» **About this task**
How do the lines below between the ones holding "column 209, row 104" and "column 310, row 223", inclusive, read? Give them again exactly, with no other lines.

» **Input material**
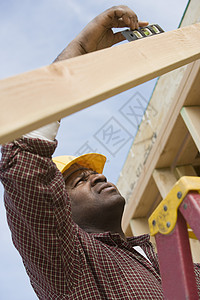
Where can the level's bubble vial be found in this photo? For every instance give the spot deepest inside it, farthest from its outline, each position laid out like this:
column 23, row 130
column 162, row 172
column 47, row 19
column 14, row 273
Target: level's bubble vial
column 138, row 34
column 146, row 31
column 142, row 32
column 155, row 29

---

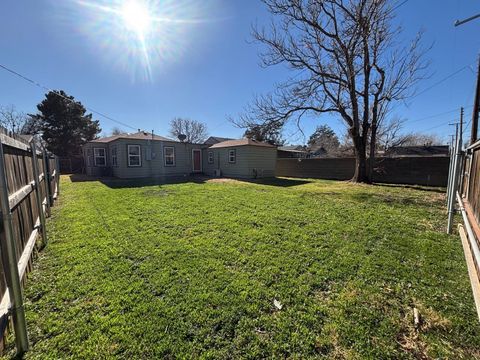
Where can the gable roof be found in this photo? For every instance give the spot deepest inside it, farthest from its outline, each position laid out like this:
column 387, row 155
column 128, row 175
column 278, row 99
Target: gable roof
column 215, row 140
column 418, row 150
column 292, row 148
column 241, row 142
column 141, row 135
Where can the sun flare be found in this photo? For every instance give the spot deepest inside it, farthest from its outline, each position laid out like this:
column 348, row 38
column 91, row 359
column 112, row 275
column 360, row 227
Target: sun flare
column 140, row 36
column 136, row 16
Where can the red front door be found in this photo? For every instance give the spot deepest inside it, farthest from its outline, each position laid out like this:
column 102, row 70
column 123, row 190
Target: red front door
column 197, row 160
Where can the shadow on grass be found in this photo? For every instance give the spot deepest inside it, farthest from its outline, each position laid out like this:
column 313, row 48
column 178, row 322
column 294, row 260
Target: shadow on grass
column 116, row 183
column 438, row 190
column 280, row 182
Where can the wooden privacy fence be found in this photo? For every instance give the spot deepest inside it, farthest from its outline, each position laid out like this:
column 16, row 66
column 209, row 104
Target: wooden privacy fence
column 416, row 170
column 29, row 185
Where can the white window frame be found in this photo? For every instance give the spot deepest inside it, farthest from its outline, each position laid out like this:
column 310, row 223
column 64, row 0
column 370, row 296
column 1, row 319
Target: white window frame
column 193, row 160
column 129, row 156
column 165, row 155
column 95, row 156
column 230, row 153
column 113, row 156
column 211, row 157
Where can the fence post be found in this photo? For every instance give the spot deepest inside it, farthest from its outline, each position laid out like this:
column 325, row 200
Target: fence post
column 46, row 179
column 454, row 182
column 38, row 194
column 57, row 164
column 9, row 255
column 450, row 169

» **Result below**
column 209, row 104
Target: wooden privacy fence
column 416, row 170
column 29, row 185
Where can the white window frame be found in this photo? For every instance give the spot deepest inside it, farthest from its outline, each position laid out like this:
column 310, row 223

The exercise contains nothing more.